# Lesetext

::::

Grundsätzlich kann jeder Mensch ab Vollendung des 16. Lebensjahrs wirksam ein Testament errichten. Diese Fähigkeit fehlt aber ausnahmsweise dann, wenn eine Person krankheitsbedingt nicht in der Lage ist, sich ein klares Urteil u.a. darüber zu bilden, welche Tragweite und Auswirkungen ihre testamentarischen Anordnungen haben, oder wenn sie nicht frei von Einflüssen Dritter nach diesem Urteil handeln kann.
Darüber hinaus kann ein Testament nichtig sein, wenn es sittenwidrig ist.

::::

# Zu erledigende Aufgaben
**1.** Fassen Sie den Absatz, der mit „Grundsätzlich kann jeder Mensch“ beginnt, im Text über die Wirksamkeit von Testamenten als kurze Liste zusammen.
**2.** Setzen Sie den Text über die Wirksamkeit von Testamenten im Anschluss an seinen letzten Satz fort.

::::

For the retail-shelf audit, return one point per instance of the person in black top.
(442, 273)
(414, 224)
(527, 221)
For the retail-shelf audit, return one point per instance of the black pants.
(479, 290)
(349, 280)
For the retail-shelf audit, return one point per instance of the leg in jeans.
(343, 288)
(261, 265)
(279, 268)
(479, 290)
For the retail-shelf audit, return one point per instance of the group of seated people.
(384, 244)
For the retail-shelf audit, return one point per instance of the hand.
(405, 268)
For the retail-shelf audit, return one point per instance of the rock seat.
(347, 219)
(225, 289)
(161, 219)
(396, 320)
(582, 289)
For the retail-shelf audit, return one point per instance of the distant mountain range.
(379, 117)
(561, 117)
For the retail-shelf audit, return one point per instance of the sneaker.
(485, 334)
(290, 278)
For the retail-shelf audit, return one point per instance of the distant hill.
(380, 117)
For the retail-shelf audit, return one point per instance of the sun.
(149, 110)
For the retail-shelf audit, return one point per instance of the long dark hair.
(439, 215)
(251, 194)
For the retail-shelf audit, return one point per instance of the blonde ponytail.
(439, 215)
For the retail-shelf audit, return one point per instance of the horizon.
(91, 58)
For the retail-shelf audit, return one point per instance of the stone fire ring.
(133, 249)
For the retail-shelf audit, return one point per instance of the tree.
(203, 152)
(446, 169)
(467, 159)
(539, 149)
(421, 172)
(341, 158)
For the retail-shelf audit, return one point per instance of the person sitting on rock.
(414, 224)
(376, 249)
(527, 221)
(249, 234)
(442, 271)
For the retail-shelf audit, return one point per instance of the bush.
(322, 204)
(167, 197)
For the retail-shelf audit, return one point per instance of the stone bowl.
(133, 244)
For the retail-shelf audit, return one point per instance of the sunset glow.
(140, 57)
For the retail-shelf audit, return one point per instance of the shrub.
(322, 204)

::::

# Lösungen
**1.**
- Grundsätzlich kann jeder Mensch ab Vollendung des 16. Lebensjahrs wirksam ein Testament errichten.
- Ausnahmsweise fehlt diese Fähigkeit, wenn eine Person krankheitsbedingt kein klares Urteil über Tragweite und Auswirkungen ihrer testamentarischen Anordnungen bilden kann.
- Sie fehlt ebenso, wenn die Person nicht frei von Einflüssen Dritter nach diesem Urteil handeln kann.

**2.**
# Der Fall des OLG Celle
Nachdem ein 85-jähriger Mann einen schweren Schlaganfall erlitten hatte und seine Angelegenheiten in Folge dessen nicht mehr alleine regeln konnte, richtete das AG Hannover eine rechtliche Betreuung ein mit den Aufgabenbereichen Gesundheits- und Vermögensangelegenheiten. Als Betreuerin wurde eine Rechtsanwältin durch das Gericht eingesetzt. Bereits wenige Monate später setzte der Betreute, der nicht verheiratet war und auch keine Kinder hatte, die Betreuerin sowie eine weitere Person, die ihm von der Betreuerin für verschiedene Dienstleistungen wie Einkäufe und Spaziergänge vermittelt worden war, zu seinen Erben sein. Dieses Testament wurde im Beisein der Betreuerin von einer Notarin aufgenommen. Der Wert des Vermögens des Mannes belief sich auf etwa 350.000 Euro.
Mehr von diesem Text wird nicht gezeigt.